======== EXERCISE INPUTS

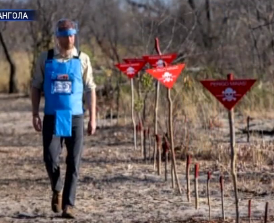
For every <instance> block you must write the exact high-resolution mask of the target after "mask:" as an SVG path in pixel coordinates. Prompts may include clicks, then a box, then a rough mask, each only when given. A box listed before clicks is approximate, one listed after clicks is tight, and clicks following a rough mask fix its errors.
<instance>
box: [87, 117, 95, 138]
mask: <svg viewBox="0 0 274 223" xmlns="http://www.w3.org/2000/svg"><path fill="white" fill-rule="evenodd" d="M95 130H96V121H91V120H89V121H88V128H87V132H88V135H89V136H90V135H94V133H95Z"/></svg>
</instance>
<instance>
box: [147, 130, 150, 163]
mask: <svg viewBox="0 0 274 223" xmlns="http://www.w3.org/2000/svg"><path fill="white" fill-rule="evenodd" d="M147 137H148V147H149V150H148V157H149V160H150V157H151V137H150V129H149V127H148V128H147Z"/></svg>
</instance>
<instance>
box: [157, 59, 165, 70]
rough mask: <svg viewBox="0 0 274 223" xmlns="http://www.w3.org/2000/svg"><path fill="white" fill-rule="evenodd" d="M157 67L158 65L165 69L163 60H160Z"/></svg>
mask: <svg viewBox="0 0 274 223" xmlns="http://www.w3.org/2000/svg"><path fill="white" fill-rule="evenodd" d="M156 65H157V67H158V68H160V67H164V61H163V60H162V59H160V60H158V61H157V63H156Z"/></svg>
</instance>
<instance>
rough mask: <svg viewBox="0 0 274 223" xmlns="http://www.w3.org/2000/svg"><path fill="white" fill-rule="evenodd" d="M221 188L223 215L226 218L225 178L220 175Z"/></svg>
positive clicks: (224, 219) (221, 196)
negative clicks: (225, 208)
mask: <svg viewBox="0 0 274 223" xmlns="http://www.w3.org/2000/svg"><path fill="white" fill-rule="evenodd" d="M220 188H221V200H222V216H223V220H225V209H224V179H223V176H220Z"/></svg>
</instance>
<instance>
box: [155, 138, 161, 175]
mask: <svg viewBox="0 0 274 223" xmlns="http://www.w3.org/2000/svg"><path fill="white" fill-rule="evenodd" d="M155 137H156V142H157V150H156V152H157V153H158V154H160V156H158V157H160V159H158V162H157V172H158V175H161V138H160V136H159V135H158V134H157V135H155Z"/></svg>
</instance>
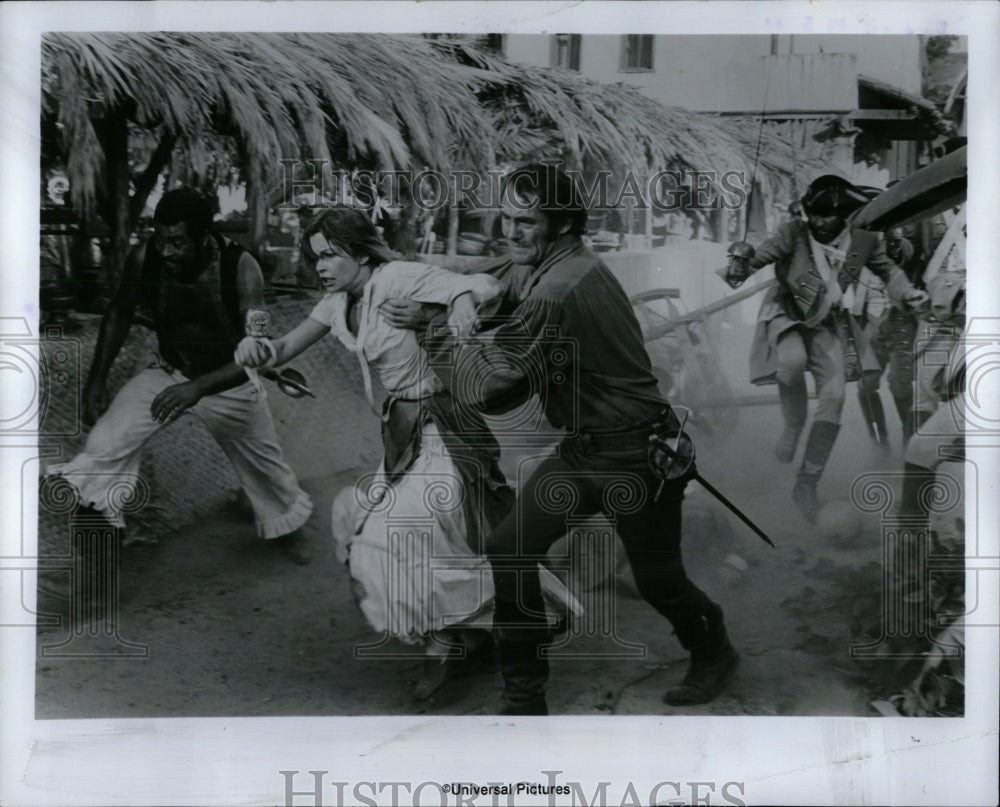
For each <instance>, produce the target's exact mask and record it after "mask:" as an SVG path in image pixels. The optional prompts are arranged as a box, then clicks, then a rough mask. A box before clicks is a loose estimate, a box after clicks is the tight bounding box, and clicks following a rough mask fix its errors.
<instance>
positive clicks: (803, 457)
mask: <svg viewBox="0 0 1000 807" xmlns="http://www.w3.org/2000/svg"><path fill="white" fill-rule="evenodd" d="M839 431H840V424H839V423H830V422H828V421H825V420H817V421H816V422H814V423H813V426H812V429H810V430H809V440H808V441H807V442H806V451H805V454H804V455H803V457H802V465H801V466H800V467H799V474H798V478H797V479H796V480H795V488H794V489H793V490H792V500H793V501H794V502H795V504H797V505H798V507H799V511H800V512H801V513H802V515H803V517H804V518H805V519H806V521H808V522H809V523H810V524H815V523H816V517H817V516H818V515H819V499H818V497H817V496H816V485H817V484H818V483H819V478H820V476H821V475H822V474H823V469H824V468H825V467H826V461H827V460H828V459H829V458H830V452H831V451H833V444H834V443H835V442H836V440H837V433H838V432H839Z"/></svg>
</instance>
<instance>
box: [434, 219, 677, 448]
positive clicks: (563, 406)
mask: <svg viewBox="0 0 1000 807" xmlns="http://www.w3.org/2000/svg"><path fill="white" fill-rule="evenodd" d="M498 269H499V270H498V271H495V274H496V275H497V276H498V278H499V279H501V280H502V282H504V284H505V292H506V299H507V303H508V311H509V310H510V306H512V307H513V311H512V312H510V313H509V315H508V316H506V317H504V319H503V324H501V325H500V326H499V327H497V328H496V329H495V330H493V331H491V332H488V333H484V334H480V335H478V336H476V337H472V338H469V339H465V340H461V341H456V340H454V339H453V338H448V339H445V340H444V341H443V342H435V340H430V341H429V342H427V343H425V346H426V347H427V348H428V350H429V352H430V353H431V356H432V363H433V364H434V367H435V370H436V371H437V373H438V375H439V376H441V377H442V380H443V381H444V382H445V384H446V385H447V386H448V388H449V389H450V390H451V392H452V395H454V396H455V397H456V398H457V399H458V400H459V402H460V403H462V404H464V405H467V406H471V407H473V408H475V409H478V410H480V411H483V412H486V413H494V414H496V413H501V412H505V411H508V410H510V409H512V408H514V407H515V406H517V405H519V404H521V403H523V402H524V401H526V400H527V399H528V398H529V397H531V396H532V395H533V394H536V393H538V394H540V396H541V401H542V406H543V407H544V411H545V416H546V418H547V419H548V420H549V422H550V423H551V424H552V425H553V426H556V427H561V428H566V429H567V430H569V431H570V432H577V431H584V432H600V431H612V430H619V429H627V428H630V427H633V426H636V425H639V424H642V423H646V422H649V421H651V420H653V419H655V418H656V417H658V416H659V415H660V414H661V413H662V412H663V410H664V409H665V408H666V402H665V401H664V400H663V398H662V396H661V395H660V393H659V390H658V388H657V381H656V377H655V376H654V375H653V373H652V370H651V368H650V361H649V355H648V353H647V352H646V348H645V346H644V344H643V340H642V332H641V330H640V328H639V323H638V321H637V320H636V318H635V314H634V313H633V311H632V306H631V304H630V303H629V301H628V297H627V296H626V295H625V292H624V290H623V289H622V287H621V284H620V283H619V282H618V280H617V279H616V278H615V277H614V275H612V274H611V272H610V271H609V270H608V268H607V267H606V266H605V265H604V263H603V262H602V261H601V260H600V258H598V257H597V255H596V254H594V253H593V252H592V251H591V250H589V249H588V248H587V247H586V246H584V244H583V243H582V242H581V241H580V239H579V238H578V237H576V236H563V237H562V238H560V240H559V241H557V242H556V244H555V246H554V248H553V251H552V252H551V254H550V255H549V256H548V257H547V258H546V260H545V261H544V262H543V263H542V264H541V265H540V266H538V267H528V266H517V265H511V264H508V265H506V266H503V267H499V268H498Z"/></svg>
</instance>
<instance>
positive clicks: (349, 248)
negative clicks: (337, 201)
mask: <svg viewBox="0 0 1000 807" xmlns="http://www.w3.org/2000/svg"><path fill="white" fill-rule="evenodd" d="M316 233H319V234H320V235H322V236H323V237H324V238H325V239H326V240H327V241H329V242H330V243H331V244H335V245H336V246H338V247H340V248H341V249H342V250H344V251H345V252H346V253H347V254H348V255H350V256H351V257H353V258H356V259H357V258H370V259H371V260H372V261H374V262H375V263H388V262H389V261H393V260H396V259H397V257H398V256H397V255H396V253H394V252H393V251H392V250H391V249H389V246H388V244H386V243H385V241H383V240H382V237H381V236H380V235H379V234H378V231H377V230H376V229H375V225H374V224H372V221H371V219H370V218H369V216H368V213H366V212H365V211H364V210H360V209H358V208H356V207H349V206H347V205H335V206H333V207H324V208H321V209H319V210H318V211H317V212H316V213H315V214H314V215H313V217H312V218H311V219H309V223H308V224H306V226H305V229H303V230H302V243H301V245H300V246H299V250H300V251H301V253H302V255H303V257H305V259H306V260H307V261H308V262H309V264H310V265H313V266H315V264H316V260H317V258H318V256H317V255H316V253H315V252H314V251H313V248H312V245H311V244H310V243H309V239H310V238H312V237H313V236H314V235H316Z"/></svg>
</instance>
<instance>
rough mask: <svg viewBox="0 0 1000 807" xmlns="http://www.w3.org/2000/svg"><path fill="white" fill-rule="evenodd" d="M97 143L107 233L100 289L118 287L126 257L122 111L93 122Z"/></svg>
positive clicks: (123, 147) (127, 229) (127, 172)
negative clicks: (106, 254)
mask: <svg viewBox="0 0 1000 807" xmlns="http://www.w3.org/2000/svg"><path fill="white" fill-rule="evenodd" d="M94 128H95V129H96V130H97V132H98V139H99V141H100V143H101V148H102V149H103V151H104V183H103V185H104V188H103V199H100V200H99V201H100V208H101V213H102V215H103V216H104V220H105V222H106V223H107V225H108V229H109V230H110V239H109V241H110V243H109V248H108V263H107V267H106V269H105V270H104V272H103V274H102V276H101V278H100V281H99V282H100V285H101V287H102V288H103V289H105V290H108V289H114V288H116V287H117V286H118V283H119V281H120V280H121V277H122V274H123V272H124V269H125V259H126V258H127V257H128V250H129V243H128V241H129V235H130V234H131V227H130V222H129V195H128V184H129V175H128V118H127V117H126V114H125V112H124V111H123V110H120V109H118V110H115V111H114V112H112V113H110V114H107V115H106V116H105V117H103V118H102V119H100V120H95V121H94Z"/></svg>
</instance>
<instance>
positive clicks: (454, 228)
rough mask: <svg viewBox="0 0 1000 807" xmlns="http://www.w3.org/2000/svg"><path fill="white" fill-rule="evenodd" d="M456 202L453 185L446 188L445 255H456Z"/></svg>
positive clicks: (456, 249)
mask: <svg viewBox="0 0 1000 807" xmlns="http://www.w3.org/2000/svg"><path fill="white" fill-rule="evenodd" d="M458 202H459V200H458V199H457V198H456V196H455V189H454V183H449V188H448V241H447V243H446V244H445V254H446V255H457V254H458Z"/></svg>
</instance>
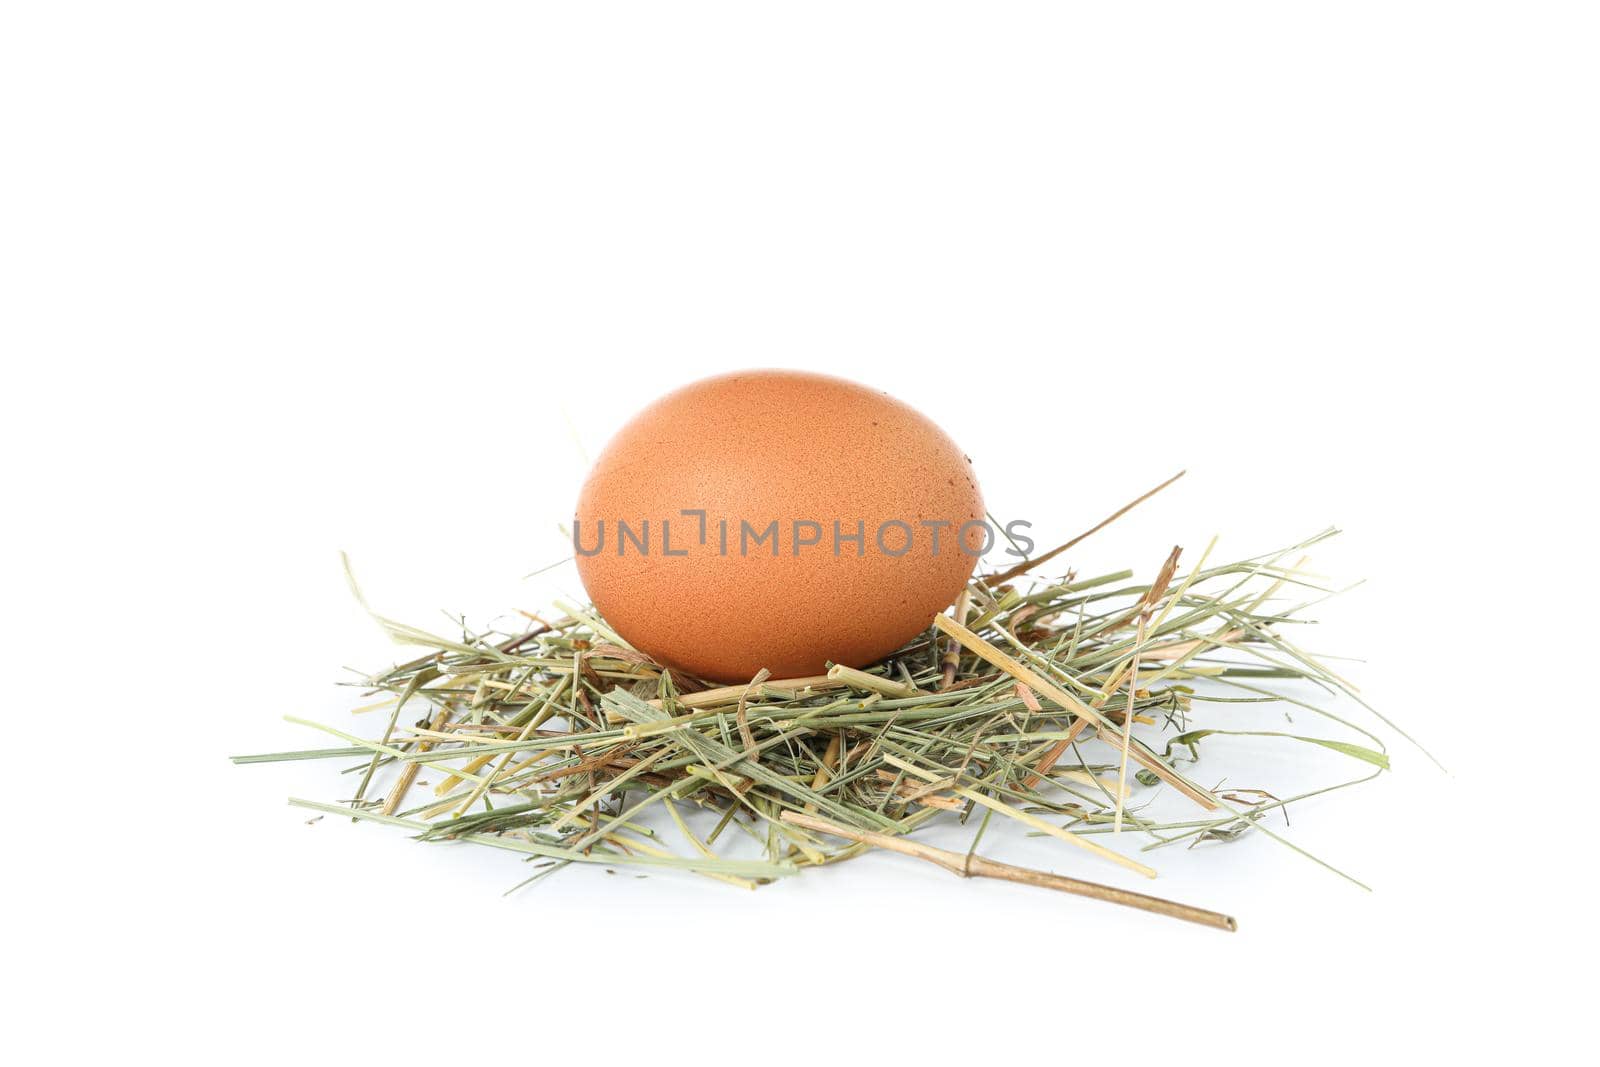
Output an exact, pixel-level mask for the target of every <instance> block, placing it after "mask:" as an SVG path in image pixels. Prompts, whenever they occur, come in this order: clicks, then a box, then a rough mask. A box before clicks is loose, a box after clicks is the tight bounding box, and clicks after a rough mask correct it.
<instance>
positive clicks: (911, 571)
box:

================

= EXERCISE INSTRUCTIONS =
Rewrite the part of the records that runs from their start through the line containing "box: [87, 117, 95, 138]", replacing "pixel coordinates" with "image pixels" and leaving everything else unchanged. Omit the pictures.

= PROBLEM SOLUTION =
For every <instance> block you must write the exact high-resolution mask of the target after "mask:" as an SVG path in image pixels. Prompts may include clicks, then a box, then a rough mask, each only when given. A box listed before clicks is approximate, one listed after clicks is tight, and clicks following a rough mask fix its errors.
<instance>
box: [87, 117, 95, 138]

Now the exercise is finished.